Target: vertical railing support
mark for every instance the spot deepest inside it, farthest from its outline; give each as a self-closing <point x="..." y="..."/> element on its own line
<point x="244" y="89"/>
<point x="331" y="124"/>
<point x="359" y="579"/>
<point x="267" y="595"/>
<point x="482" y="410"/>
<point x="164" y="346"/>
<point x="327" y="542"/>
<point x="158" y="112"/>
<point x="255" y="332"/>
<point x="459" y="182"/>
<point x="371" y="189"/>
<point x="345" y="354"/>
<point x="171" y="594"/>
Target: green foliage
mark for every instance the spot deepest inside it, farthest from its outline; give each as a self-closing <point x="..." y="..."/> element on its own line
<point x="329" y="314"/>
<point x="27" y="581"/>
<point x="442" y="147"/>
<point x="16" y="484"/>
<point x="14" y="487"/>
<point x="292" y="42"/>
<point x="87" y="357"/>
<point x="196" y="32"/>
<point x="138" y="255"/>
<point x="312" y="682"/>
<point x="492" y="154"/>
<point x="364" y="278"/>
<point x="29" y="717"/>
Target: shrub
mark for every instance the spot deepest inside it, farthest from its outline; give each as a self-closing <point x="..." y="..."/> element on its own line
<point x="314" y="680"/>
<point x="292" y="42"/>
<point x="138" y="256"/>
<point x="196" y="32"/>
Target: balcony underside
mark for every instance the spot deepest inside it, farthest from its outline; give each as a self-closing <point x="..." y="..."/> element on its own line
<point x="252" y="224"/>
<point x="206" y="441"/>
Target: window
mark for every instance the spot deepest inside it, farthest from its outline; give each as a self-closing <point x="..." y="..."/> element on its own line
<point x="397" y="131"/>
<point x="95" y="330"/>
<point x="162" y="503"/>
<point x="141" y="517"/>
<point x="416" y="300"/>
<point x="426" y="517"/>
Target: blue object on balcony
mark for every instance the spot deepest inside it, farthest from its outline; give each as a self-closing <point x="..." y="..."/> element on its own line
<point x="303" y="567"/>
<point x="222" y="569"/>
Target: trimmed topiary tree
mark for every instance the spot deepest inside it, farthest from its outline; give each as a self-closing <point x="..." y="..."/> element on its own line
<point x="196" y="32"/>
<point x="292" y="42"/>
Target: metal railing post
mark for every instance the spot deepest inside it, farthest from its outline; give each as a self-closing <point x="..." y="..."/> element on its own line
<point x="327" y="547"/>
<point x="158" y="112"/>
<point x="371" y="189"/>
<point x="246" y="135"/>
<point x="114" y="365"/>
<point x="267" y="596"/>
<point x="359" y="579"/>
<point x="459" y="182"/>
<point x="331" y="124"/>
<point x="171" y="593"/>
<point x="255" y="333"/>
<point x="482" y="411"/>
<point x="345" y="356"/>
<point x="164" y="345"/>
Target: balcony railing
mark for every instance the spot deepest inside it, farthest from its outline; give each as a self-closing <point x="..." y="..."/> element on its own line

• PROBLEM STATEMENT:
Please repeat all of the lines above word for word, with no changes.

• WRITTEN REPLY:
Target: vertical railing support
mark for every instance the spot deepest inside it, farthest from its outline; give each as a self-closing <point x="..." y="..."/> element on its own line
<point x="244" y="89"/>
<point x="331" y="124"/>
<point x="359" y="579"/>
<point x="267" y="595"/>
<point x="482" y="410"/>
<point x="164" y="346"/>
<point x="327" y="542"/>
<point x="158" y="112"/>
<point x="255" y="332"/>
<point x="459" y="182"/>
<point x="371" y="189"/>
<point x="345" y="354"/>
<point x="171" y="594"/>
Target: green foliage
mark for every instance the spot deepest inside it, farthest from its outline; give each as a self-closing <point x="..." y="..."/> element on its own line
<point x="329" y="314"/>
<point x="27" y="581"/>
<point x="442" y="147"/>
<point x="16" y="484"/>
<point x="14" y="487"/>
<point x="292" y="42"/>
<point x="87" y="357"/>
<point x="196" y="32"/>
<point x="138" y="255"/>
<point x="312" y="682"/>
<point x="492" y="154"/>
<point x="364" y="278"/>
<point x="29" y="717"/>
Target: shrub
mark for every instance the spot deepest inside it, farthest from its outline; give each as a self-closing <point x="..." y="..."/> element on its own line
<point x="314" y="680"/>
<point x="292" y="42"/>
<point x="138" y="256"/>
<point x="196" y="32"/>
Target: balcony underside
mark for every instance the spot deepest inside it, farthest from its outline; give each as a self-closing <point x="..." y="..."/> element on its own line
<point x="252" y="224"/>
<point x="206" y="441"/>
Target: window
mark for every instance the spot deepest inside it, farthest from its outline; give each as a self-closing <point x="..." y="..."/> element on its own line
<point x="397" y="131"/>
<point x="95" y="330"/>
<point x="162" y="503"/>
<point x="141" y="517"/>
<point x="416" y="300"/>
<point x="426" y="517"/>
Target: blue object on balcony
mark for every instance the spot deepest inside it, farthest from its outline; give each as a self-closing <point x="..." y="..."/> element on its own line
<point x="303" y="567"/>
<point x="222" y="569"/>
Target: trimmed topiary tree
mark for every instance the spot deepest inside it, farthest from its outline; give each as a self-closing <point x="..." y="..."/> element on its own line
<point x="196" y="32"/>
<point x="292" y="42"/>
Target: metal railing post
mark for every instance the spot deepest inside it, farthest from its outline; give each as a self-closing <point x="..." y="..."/> element on its own line
<point x="327" y="547"/>
<point x="158" y="112"/>
<point x="371" y="189"/>
<point x="246" y="135"/>
<point x="114" y="365"/>
<point x="267" y="596"/>
<point x="359" y="579"/>
<point x="459" y="182"/>
<point x="331" y="124"/>
<point x="171" y="593"/>
<point x="255" y="333"/>
<point x="482" y="411"/>
<point x="345" y="356"/>
<point x="164" y="345"/>
Target: balcony railing
mark for every instance the spot deepest inside it, farthest from its outline; give each as a self-closing <point x="..." y="..."/> element on its own line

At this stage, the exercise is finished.